[Dataset entries]
===============
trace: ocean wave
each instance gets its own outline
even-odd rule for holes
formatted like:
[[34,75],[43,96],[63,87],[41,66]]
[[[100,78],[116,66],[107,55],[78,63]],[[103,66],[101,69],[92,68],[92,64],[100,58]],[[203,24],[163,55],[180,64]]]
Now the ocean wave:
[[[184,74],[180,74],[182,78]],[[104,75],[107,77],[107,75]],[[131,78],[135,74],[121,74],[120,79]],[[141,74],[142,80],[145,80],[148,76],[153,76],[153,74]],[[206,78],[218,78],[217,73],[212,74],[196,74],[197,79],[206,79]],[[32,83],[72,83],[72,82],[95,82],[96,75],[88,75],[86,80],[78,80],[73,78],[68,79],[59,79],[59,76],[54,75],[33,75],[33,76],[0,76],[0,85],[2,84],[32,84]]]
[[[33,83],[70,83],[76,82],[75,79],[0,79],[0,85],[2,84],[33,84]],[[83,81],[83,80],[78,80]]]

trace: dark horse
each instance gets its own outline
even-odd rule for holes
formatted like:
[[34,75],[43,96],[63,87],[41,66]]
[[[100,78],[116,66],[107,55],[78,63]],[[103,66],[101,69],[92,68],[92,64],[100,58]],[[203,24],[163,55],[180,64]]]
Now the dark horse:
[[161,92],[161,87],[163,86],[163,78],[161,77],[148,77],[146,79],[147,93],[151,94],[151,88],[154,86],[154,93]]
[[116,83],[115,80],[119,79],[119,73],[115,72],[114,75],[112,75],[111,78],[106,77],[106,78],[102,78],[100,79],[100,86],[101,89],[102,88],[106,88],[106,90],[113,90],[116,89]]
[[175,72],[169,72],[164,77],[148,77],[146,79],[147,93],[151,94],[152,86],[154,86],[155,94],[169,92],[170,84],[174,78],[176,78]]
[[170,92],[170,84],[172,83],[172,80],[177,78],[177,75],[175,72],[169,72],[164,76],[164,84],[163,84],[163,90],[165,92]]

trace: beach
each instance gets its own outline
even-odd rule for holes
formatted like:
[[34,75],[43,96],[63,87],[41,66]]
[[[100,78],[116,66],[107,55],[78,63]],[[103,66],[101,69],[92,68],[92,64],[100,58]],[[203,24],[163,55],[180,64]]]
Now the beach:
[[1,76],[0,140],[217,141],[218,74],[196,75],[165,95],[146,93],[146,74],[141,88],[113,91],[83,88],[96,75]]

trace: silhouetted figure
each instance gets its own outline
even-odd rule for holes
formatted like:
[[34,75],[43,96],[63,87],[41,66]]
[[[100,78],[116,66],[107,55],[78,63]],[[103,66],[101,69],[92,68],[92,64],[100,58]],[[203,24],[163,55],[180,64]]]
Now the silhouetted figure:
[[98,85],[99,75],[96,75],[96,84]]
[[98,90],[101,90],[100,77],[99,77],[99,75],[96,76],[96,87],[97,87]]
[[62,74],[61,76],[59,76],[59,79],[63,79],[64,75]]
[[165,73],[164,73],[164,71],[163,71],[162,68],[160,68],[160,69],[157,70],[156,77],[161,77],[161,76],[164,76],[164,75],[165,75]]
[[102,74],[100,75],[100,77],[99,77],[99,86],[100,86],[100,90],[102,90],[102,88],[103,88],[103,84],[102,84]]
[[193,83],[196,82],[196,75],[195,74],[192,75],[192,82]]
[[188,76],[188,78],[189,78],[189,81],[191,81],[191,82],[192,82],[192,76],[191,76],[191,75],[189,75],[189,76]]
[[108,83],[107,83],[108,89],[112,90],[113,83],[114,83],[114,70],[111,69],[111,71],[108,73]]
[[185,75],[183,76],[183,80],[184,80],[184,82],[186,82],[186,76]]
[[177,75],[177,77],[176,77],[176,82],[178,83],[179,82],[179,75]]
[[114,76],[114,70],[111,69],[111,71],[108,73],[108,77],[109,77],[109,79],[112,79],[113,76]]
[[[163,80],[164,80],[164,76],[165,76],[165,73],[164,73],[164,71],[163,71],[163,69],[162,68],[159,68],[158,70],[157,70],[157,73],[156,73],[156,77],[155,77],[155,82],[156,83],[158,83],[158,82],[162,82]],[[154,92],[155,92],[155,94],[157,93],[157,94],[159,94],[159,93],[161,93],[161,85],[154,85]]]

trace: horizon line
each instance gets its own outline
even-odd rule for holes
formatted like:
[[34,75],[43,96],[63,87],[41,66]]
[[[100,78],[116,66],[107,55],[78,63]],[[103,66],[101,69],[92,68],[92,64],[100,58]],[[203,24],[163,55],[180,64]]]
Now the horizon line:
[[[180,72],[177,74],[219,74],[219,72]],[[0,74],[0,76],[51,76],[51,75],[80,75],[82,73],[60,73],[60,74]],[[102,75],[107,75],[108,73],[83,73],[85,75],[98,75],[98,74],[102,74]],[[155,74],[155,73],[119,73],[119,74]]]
===============
What the exercise asks ▸
An exact copy of all the records above is needed.

Result of this task ▸
trace: ocean wave
each instance gets its own outline
even-odd rule for holes
formatted like:
[[34,75],[43,96],[63,87],[41,66]]
[[[100,78],[116,66],[107,55],[78,63]],[[103,66],[101,69],[92,68],[92,64],[100,58]],[[203,24],[163,55],[180,64]]]
Now the ocean wave:
[[[184,74],[180,74],[182,78]],[[104,75],[107,77],[107,75]],[[131,78],[135,74],[121,74],[120,79]],[[141,74],[142,80],[145,80],[148,76],[153,76],[153,74]],[[206,78],[218,78],[217,73],[212,74],[196,74],[197,79],[206,79]],[[32,83],[72,83],[72,82],[95,82],[96,75],[88,75],[86,80],[78,80],[73,78],[68,79],[59,79],[59,76],[54,75],[33,75],[33,76],[0,76],[0,85],[2,84],[32,84]]]
[[[33,83],[70,83],[76,82],[75,79],[0,79],[0,85],[2,84],[33,84]],[[83,81],[83,80],[78,80]]]

trace: dark horse
each instance gets its own outline
even-odd rule for holes
formatted like:
[[34,75],[43,96],[63,87],[41,66]]
[[[100,78],[116,66],[107,55],[78,63]],[[103,66],[101,69],[92,68],[92,64],[100,58]],[[203,24],[163,55],[180,64]]]
Now the dark horse:
[[161,92],[161,87],[163,86],[163,78],[161,77],[148,77],[146,79],[147,93],[151,94],[151,88],[154,86],[154,93]]
[[116,83],[115,80],[119,79],[119,73],[115,72],[114,75],[112,75],[111,78],[106,77],[106,78],[102,78],[100,79],[100,86],[101,89],[102,88],[106,88],[106,90],[113,90],[116,89]]
[[175,72],[169,72],[164,77],[148,77],[146,79],[147,93],[151,94],[152,86],[154,86],[155,94],[169,92],[170,84],[174,78],[176,78]]
[[170,92],[170,84],[172,83],[172,80],[177,78],[177,75],[175,72],[169,72],[164,76],[164,84],[163,84],[163,90],[165,92]]

trace: beach
each instance gets its own outline
even-odd rule for holes
formatted like:
[[34,75],[43,96],[63,87],[41,66]]
[[[100,78],[116,66],[107,55],[78,63]],[[103,66],[101,69],[92,68],[92,64],[100,58]],[[203,24],[163,55],[180,64]]]
Now the beach:
[[1,76],[0,140],[217,141],[218,74],[196,75],[165,95],[146,93],[146,74],[141,88],[113,91],[83,88],[96,75]]

trace: silhouetted figure
each instance gets its own outline
even-odd rule for holes
formatted like:
[[34,75],[43,96],[63,87],[41,66]]
[[[100,78],[116,66],[107,55],[78,63]],[[103,66],[101,69],[92,68],[92,64],[100,58]],[[203,24],[163,55],[180,64]]]
Now the silhouetted figure:
[[98,85],[99,75],[96,75],[96,84]]
[[98,90],[101,90],[100,77],[99,77],[99,75],[96,76],[96,87],[97,87]]
[[62,74],[61,76],[59,76],[59,79],[63,79],[64,75]]
[[165,73],[164,73],[164,71],[163,71],[162,68],[160,68],[160,69],[157,70],[156,77],[161,77],[161,76],[164,76],[164,75],[165,75]]
[[102,74],[100,75],[100,77],[99,77],[99,86],[100,86],[100,90],[102,90],[102,88],[103,88],[103,84],[102,84]]
[[193,83],[196,82],[196,75],[195,74],[192,75],[192,82]]
[[188,76],[188,78],[189,78],[189,81],[191,81],[191,82],[192,82],[192,76],[191,76],[191,75],[189,75],[189,76]]
[[108,83],[107,83],[108,89],[112,90],[113,83],[114,83],[114,70],[111,69],[111,71],[108,73]]
[[185,75],[183,76],[183,80],[184,80],[184,82],[186,82],[186,76]]
[[177,75],[177,77],[176,77],[176,82],[178,83],[179,82],[179,75]]
[[114,76],[114,70],[111,69],[111,71],[108,73],[108,77],[109,77],[109,79],[112,79],[113,76]]
[[[163,80],[164,80],[164,76],[165,76],[165,73],[164,73],[164,71],[163,71],[163,69],[162,68],[159,68],[158,70],[157,70],[157,73],[156,73],[156,77],[155,77],[155,82],[156,83],[158,83],[158,82],[162,82]],[[154,92],[155,92],[155,94],[157,93],[157,94],[159,94],[159,93],[161,93],[161,85],[154,85]]]

trace: horizon line
each instance gets its own outline
even-odd rule for holes
formatted like:
[[34,75],[43,96],[63,87],[41,66]]
[[[100,78],[116,66],[107,55],[78,63]],[[103,66],[101,69],[92,68],[92,64],[100,58]],[[203,24],[163,55],[180,64]]]
Now the horizon line:
[[[180,72],[177,74],[219,74],[219,72]],[[0,74],[0,76],[51,76],[51,75],[80,75],[82,73],[60,73],[60,74]],[[102,75],[107,75],[108,73],[83,73],[85,75],[98,75],[98,74],[102,74]],[[155,74],[155,73],[119,73],[119,74]]]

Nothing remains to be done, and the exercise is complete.